• The task
Across the following data, how many lines include the string "below"? Reply with the number and nothing more.
Stored data Block Start
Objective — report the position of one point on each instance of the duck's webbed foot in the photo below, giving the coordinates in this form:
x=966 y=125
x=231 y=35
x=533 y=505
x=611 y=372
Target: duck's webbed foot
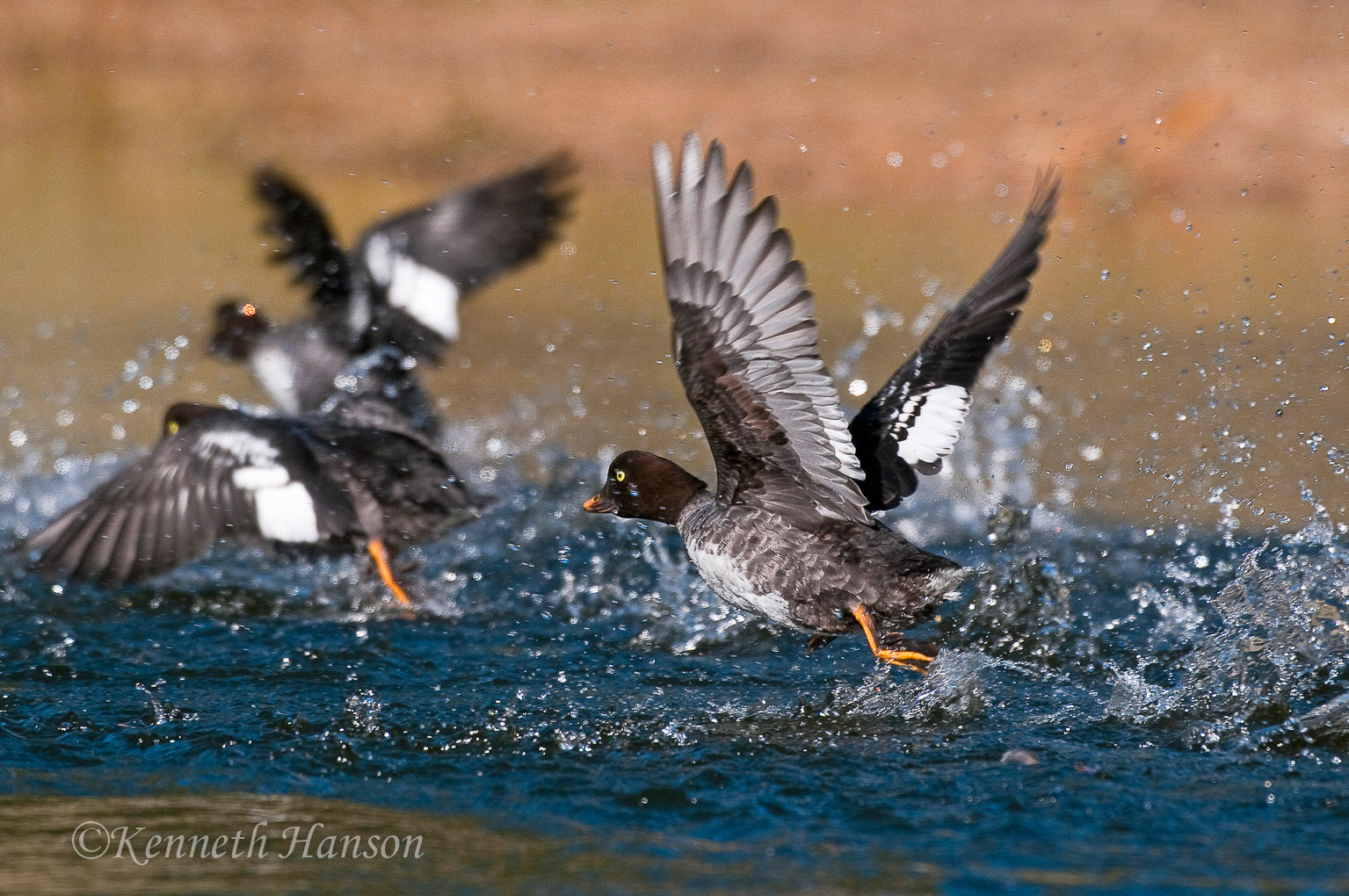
x=902 y=656
x=381 y=556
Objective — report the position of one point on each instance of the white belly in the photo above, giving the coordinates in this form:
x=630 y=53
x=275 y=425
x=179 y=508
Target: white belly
x=730 y=583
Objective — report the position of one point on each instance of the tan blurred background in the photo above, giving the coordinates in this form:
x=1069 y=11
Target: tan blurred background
x=1182 y=349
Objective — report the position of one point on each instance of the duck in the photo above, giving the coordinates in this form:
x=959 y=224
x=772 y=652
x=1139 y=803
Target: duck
x=393 y=300
x=789 y=532
x=358 y=478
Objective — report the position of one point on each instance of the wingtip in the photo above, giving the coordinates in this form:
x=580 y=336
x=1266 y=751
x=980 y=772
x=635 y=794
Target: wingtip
x=1044 y=196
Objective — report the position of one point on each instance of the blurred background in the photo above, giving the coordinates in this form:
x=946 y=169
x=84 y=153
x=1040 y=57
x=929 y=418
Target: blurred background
x=1180 y=359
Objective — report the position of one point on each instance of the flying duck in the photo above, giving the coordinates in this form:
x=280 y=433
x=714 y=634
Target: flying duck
x=398 y=289
x=788 y=532
x=358 y=478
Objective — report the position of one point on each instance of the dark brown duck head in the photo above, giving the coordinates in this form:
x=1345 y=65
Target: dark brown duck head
x=642 y=486
x=184 y=413
x=239 y=325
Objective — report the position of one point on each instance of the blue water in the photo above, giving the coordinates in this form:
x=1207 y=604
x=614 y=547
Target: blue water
x=1113 y=709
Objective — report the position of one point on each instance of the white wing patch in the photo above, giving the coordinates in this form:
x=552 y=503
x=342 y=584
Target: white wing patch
x=930 y=423
x=275 y=370
x=285 y=508
x=431 y=297
x=286 y=513
x=243 y=445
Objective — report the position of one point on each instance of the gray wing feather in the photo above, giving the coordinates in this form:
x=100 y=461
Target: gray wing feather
x=746 y=342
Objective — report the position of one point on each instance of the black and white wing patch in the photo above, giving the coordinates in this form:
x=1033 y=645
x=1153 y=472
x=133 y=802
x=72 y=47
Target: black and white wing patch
x=915 y=420
x=219 y=475
x=424 y=261
x=746 y=343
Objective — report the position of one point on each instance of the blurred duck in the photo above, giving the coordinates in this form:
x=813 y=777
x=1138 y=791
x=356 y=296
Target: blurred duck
x=355 y=480
x=789 y=533
x=395 y=294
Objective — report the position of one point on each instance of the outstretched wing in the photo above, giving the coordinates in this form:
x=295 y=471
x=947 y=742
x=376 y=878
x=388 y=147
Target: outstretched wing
x=915 y=420
x=219 y=475
x=420 y=264
x=746 y=343
x=308 y=243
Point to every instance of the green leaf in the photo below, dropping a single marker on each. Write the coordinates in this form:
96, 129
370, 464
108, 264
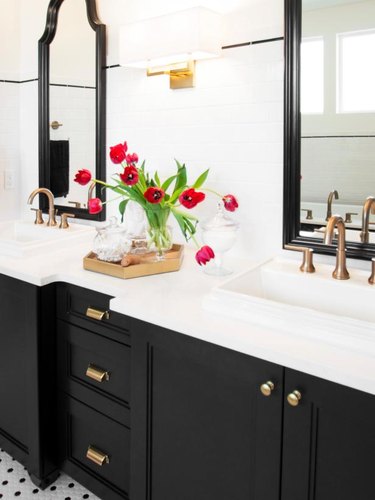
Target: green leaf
201, 180
122, 208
Stored data Block End
• Response area
2